**REQUIRED WORK**
Turn every line of the listing below into a numbered list, skipping any blank lines. Leave the pictures out of your answer.
══ SUPPLIED MATERIAL
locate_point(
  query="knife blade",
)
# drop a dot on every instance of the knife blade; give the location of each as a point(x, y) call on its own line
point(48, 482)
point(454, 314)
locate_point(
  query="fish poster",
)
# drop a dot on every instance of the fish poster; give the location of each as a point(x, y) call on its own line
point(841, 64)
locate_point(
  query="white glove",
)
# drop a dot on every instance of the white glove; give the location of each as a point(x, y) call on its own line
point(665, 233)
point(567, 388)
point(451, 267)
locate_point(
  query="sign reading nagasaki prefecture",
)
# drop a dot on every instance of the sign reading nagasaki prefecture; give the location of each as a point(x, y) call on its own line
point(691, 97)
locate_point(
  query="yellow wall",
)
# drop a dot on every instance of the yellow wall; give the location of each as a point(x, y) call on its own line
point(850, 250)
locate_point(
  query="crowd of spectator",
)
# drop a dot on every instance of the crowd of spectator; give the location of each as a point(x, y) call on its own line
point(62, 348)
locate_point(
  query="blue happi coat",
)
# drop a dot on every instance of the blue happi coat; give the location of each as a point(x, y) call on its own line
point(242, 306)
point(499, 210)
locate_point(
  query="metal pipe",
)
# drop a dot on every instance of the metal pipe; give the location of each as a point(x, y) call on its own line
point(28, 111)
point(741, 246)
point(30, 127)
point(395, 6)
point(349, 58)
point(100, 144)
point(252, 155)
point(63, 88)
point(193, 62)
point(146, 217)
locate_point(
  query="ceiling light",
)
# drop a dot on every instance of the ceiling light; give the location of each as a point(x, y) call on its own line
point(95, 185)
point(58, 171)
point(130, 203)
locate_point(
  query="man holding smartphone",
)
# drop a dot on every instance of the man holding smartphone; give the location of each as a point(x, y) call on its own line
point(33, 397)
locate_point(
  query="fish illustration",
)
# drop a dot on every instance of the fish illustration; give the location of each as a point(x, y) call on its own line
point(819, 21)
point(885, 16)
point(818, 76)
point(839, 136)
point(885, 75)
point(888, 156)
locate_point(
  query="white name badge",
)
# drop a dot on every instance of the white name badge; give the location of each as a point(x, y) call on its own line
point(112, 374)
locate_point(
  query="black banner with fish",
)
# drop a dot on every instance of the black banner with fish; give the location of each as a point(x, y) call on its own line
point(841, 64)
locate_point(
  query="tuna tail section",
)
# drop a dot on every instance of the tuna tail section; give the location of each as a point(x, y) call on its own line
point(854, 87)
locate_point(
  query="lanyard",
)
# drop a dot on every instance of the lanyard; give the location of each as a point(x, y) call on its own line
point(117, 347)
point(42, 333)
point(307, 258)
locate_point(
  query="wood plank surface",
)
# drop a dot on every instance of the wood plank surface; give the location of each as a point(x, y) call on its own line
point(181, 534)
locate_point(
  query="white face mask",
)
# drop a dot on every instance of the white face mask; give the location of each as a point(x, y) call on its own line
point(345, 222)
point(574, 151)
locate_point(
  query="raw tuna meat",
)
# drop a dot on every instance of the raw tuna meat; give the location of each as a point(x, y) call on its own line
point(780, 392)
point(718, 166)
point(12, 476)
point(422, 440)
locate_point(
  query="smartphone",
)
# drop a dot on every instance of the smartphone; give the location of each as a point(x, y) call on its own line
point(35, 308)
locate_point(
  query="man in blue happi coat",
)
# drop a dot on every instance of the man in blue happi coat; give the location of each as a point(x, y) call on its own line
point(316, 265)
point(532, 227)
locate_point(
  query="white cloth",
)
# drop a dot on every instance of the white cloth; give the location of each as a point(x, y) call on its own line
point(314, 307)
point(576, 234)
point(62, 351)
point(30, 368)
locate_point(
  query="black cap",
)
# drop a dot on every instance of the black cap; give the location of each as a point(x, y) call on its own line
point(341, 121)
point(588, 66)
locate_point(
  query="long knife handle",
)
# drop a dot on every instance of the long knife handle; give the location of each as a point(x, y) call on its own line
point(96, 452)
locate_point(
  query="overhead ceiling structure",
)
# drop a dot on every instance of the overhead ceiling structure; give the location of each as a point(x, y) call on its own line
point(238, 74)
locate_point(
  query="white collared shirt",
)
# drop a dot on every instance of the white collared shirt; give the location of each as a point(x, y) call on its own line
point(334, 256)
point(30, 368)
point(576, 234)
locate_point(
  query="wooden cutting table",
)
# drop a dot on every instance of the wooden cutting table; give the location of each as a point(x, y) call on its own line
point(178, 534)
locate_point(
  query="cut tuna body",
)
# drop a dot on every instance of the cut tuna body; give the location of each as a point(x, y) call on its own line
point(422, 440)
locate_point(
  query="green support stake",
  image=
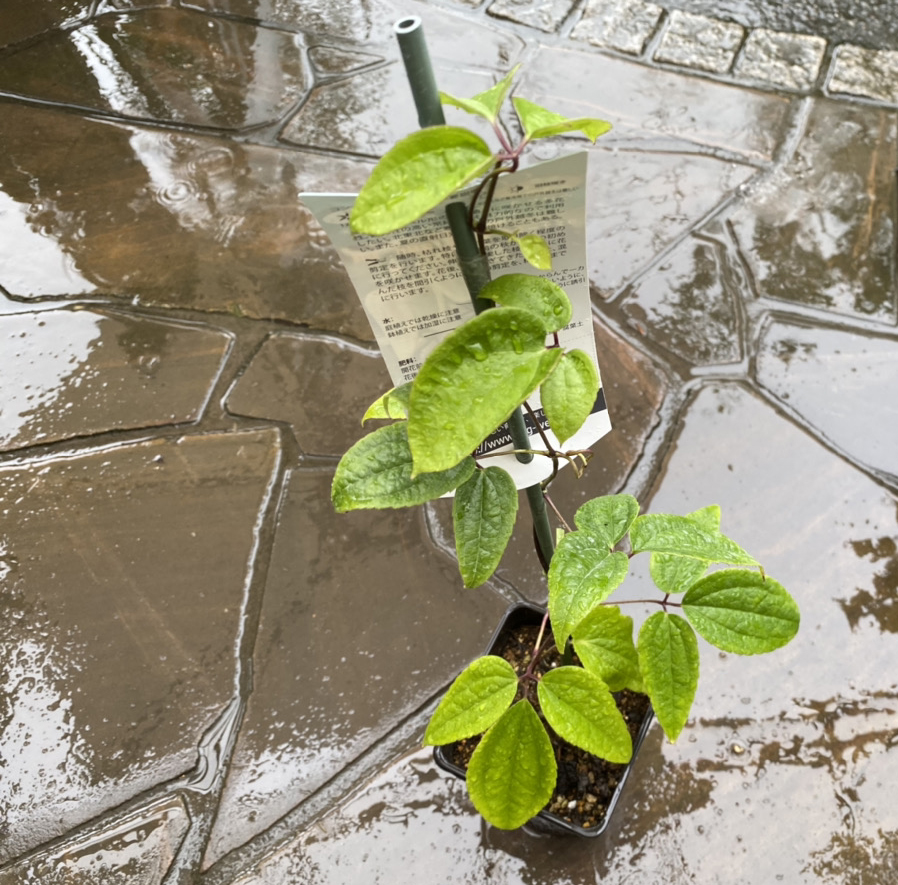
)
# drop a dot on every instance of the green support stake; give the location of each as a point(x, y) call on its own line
point(474, 265)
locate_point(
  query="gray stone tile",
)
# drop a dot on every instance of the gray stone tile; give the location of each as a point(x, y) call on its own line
point(840, 383)
point(124, 582)
point(687, 306)
point(369, 112)
point(801, 737)
point(821, 232)
point(228, 75)
point(363, 621)
point(169, 219)
point(646, 104)
point(319, 386)
point(546, 15)
point(870, 73)
point(782, 59)
point(71, 373)
point(700, 42)
point(137, 849)
point(625, 25)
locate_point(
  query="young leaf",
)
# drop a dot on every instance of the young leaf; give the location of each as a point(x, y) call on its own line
point(668, 658)
point(485, 104)
point(578, 705)
point(742, 612)
point(512, 772)
point(393, 404)
point(479, 696)
point(483, 514)
point(604, 644)
point(539, 296)
point(569, 393)
point(474, 379)
point(685, 536)
point(541, 123)
point(607, 518)
point(376, 473)
point(581, 575)
point(415, 175)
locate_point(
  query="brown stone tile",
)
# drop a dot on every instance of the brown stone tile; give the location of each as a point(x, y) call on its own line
point(169, 65)
point(821, 232)
point(124, 581)
point(71, 373)
point(363, 621)
point(169, 219)
point(840, 382)
point(137, 849)
point(320, 386)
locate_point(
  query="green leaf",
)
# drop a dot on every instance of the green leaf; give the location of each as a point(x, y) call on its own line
point(393, 404)
point(376, 473)
point(685, 536)
point(541, 123)
point(483, 514)
point(537, 295)
point(581, 575)
point(569, 393)
point(742, 612)
point(578, 705)
point(485, 104)
point(668, 658)
point(416, 175)
point(479, 696)
point(604, 643)
point(512, 772)
point(470, 384)
point(607, 518)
════
**SOLUTION TO THIS TASK**
1. locate_point(
2.   query="knife blade",
3. )
4. # drop a dot on every instance of the knife blade; give the location of each as a point(x, y) call on its own line
5. point(48, 482)
6. point(454, 314)
7. locate_point(
8.   query="fish poster",
9. )
10. # drop a dot on every instance of the fish poster; give the location of each as a point(x, y) call on its own line
11. point(841, 64)
12. locate_point(
13.   query="white glove",
14. )
15. # drop a dot on every instance of the white glove; give the location of each as a point(x, y) call on its own line
16. point(665, 233)
17. point(567, 388)
18. point(451, 267)
19. locate_point(
20.   query="sign reading nagasaki prefecture",
21. )
22. # drop a dot on every instance of the sign reading nagasaki prefecture; give the location of each as a point(x, y) call on its own line
23. point(691, 97)
24. locate_point(
25.   query="yellow wall",
26. )
27. # drop a dot on every instance of the yellow wall; give the location of each as a point(x, y) call on its own line
28. point(850, 250)
29. locate_point(
30.   query="crowd of spectator",
31. )
32. # drop a dot on every instance of the crowd of spectator; give the location of each as a point(x, y) call on its own line
33. point(62, 348)
34. locate_point(
35.   query="blue happi coat",
36. )
37. # drop a dot on every instance of the blue happi coat; give the location of each as a point(x, y) call on its own line
38. point(242, 306)
39. point(499, 210)
40. locate_point(
41.   query="metal pipe",
42. )
43. # drop a dot on every instance of the metal pipe; give the location of each as a point(x, y) call on its own line
44. point(28, 111)
45. point(741, 246)
46. point(30, 127)
47. point(395, 6)
48. point(349, 58)
49. point(100, 144)
50. point(252, 155)
51. point(63, 88)
52. point(193, 62)
53. point(146, 217)
54. locate_point(
55.   query="ceiling light",
56. )
57. # drop a dot on every instance of the ceiling light; give the location of each as a point(x, y) call on its own line
58. point(95, 185)
59. point(58, 171)
60. point(130, 203)
61. locate_point(
62.   query="man holding smartphone",
63. )
64. # drop a dot on every instance of the man holding smartphone; give the location of each as a point(x, y) call on its own line
65. point(33, 397)
66. locate_point(
67.   query="fish illustration",
68. )
69. # drop a dot on every instance of the fish illustration; give the location of each as a point(x, y) call on its own line
70. point(819, 21)
71. point(885, 16)
72. point(818, 76)
73. point(839, 136)
74. point(885, 75)
75. point(888, 156)
76. locate_point(
77.   query="white name badge",
78. )
79. # drop a dot on every instance of the white name badge; give the location of each as a point(x, y) call on its own line
80. point(112, 374)
81. locate_point(
82.   query="black banner with fish",
83. )
84. # drop a dot on every instance of the black banner with fish; give the location of each as a point(x, y) call on its own line
85. point(841, 64)
86. locate_point(
87.   query="tuna tail section",
88. )
89. # drop a dot on every instance of the tuna tail section; give the location of each as a point(x, y) call on its own line
90. point(854, 87)
91. locate_point(
92.   query="lanyard",
93. )
94. # drop a dot on every instance of the lanyard; give the location of each as a point(x, y) call on its own line
95. point(117, 347)
96. point(42, 333)
97. point(307, 258)
98. locate_point(
99.   query="wood plank surface",
100. )
101. # drop a dot on every instance of the wood plank surface; give the location of each as a point(x, y) call on its own line
102. point(181, 534)
103. locate_point(
104.   query="white face mask",
105. )
106. # drop a dot on every instance of the white face mask; give the location of each as a point(x, y) call on its own line
107. point(345, 222)
108. point(574, 151)
109. locate_point(
110.   query="raw tuna meat",
111. )
112. # drop a dot on every instance of the raw tuna meat; give the location of each as a point(x, y) call on its own line
113. point(780, 392)
114. point(718, 166)
115. point(12, 476)
116. point(422, 440)
117. locate_point(
118.   query="smartphone",
119. )
120. # drop a dot on every instance of the smartphone; give the location of each as a point(x, y) call on its own line
121. point(35, 308)
122. locate_point(
123.   query="man in blue happi coat",
124. )
125. # drop a dot on every instance of the man in blue happi coat; give the location of each as a point(x, y) call on its own line
126. point(316, 265)
127. point(532, 227)
128. locate_point(
129.   query="white cloth",
130. )
131. # drop a dot on every instance of the white cloth; give the location of each as a point(x, y) call on its own line
132. point(314, 307)
133. point(576, 234)
134. point(62, 351)
135. point(30, 368)
136. locate_point(
137.   query="black cap",
138. )
139. # drop a dot on every instance of the black cap; give the location of each as a point(x, y) call on its own line
140. point(341, 121)
141. point(588, 66)
142. locate_point(
143.   query="long knife handle",
144. )
145. # drop a dot on every instance of the long knife handle; give the location of each as a point(x, y) call on its own line
146. point(96, 452)
147. locate_point(
148.   query="overhead ceiling structure",
149. )
150. # drop a dot on every instance of the overhead ceiling structure; give the location of each as a point(x, y) call on its own line
151. point(238, 74)
152. locate_point(
153.   query="white collared shirt",
154. )
155. # drop a dot on every instance of the white collared shirt; give the location of each as a point(x, y) call on its own line
156. point(334, 256)
157. point(30, 368)
158. point(576, 234)
159. locate_point(
160.   query="wooden cutting table",
161. )
162. # drop a dot on every instance of the wooden cutting table; give the location of each as a point(x, y) call on its own line
163. point(178, 534)
164. locate_point(
165.   query="cut tuna body",
166. )
167. # drop a dot on every instance of the cut tuna body; give the location of each as a point(x, y) call on its own line
168. point(422, 440)
169. locate_point(
170.   query="green support stake",
171.   image=
172. )
173. # drop a dot on every instance of the green support stake; give the location of each as a point(x, y) call on its own line
174. point(474, 265)
175. locate_point(
176.   query="gray stone tile",
177. )
178. # drop a dot on every instance of the gray stone tile; give the location of each as a point(x, y) call on its own line
179. point(840, 383)
180. point(124, 582)
181. point(687, 306)
182. point(369, 112)
183. point(801, 737)
184. point(821, 232)
185. point(228, 75)
186. point(363, 621)
187. point(169, 219)
188. point(646, 104)
189. point(319, 386)
190. point(546, 15)
191. point(870, 73)
192. point(782, 59)
193. point(71, 373)
194. point(700, 42)
195. point(137, 849)
196. point(625, 25)
197. locate_point(
198.   query="young leaf",
199. )
200. # drop a dot on every instance of the young leaf; give the location of each as a point(x, y) call on its own line
201. point(668, 658)
202. point(485, 104)
203. point(578, 705)
204. point(742, 612)
205. point(512, 772)
206. point(393, 404)
207. point(479, 696)
208. point(483, 514)
209. point(604, 644)
210. point(539, 296)
211. point(569, 393)
212. point(474, 379)
213. point(685, 536)
214. point(541, 123)
215. point(607, 518)
216. point(376, 473)
217. point(581, 575)
218. point(415, 175)
219. locate_point(
220.   query="brown stone tile",
221. )
222. # drop a dot on every instance of the brown stone tile; give the location of each as a point(x, y) call on its own line
223. point(169, 65)
224. point(821, 232)
225. point(124, 581)
226. point(71, 373)
227. point(363, 621)
228. point(169, 219)
229. point(840, 382)
230. point(137, 849)
231. point(320, 386)
232. locate_point(
233.   query="green leaf",
234. )
235. # drop a dot on every instance of the green leaf; give the location of each as a point(x, y) call on its own line
236. point(393, 404)
237. point(376, 473)
238. point(685, 536)
239. point(541, 123)
240. point(483, 514)
241. point(537, 295)
242. point(581, 575)
243. point(569, 393)
244. point(742, 612)
245. point(578, 705)
246. point(485, 104)
247. point(668, 658)
248. point(416, 175)
249. point(479, 696)
250. point(604, 643)
251. point(512, 772)
252. point(470, 384)
253. point(607, 518)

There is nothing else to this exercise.